The Indianapolis-based drugmaker said this week that Taltz met its endpoints in a late-stage study of patients suffering from ankylosing spondylitis, a form of arthritis that affects the spine and other joints.

The disorder affects about 3 million people, many of them under the age of 30, according to the Spondylitis Association of America.

The condition affects a patient’s posture and mobility, and can lead to severe, chronic pain, Dr. Lotus Mallbris, vice president and platform team leader for immunology at Lilly, said in an interview Thursday. “It can be very much disabling.”

Lilly said it must complete one more study, and if that is successful, the drugmaker hopes to submit Taltz to the Food and Drug Administration for approval for the additional use.

## Supplied entries:
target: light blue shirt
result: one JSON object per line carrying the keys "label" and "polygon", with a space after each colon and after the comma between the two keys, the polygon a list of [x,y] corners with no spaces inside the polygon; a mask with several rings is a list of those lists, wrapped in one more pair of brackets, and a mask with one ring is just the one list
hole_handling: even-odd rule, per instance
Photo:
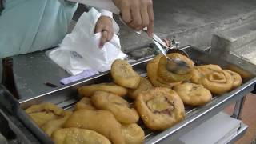
{"label": "light blue shirt", "polygon": [[6,0],[0,16],[0,58],[57,46],[77,4],[65,0]]}

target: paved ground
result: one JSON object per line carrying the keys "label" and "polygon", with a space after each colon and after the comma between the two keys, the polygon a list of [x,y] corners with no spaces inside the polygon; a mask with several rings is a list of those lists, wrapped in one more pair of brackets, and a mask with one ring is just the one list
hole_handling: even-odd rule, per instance
{"label": "paved ground", "polygon": [[[242,110],[242,120],[249,126],[246,134],[236,144],[256,144],[256,95],[248,94]],[[227,107],[224,111],[232,114],[234,105]],[[254,141],[254,142],[253,142]]]}

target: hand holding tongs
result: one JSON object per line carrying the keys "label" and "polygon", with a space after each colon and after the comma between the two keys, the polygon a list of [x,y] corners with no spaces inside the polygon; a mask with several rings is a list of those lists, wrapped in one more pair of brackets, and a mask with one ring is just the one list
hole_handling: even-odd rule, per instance
{"label": "hand holding tongs", "polygon": [[[146,30],[143,30],[143,31],[146,31]],[[178,53],[180,53],[182,54],[184,54],[188,57],[188,54],[184,50],[182,50],[180,49],[177,49],[174,46],[168,47],[159,37],[158,37],[155,34],[153,34],[152,37],[153,42],[155,43],[157,47],[160,50],[161,53],[167,58],[167,63],[166,63],[166,70],[170,72],[173,72],[178,74],[187,74],[191,70],[190,67],[188,66],[187,63],[186,63],[184,61],[182,61],[180,58],[170,58],[166,55],[166,50],[162,47],[164,46],[167,50],[174,50]]]}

## Requirement 1:
Please output the Taltz excerpt word for word, starting with "The Indianapolis-based drugmaker" and going on through "Association of America.".
## Requirement 2:
In the Taltz excerpt, roughly how many people have ankylosing spondylitis?
Rely only on the Taltz excerpt for what comes next.

## Worked solution 1:
The Indianapolis-based drugmaker said this week that Taltz met its endpoints in a late-stage study of patients suffering from ankylosing spondylitis, a form of arthritis that affects the spine and other joints.

The disorder affects about 3 million people, many of them under the age of 30, according to the Spondylitis Association of America.

## Worked solution 2:
About 3 million people.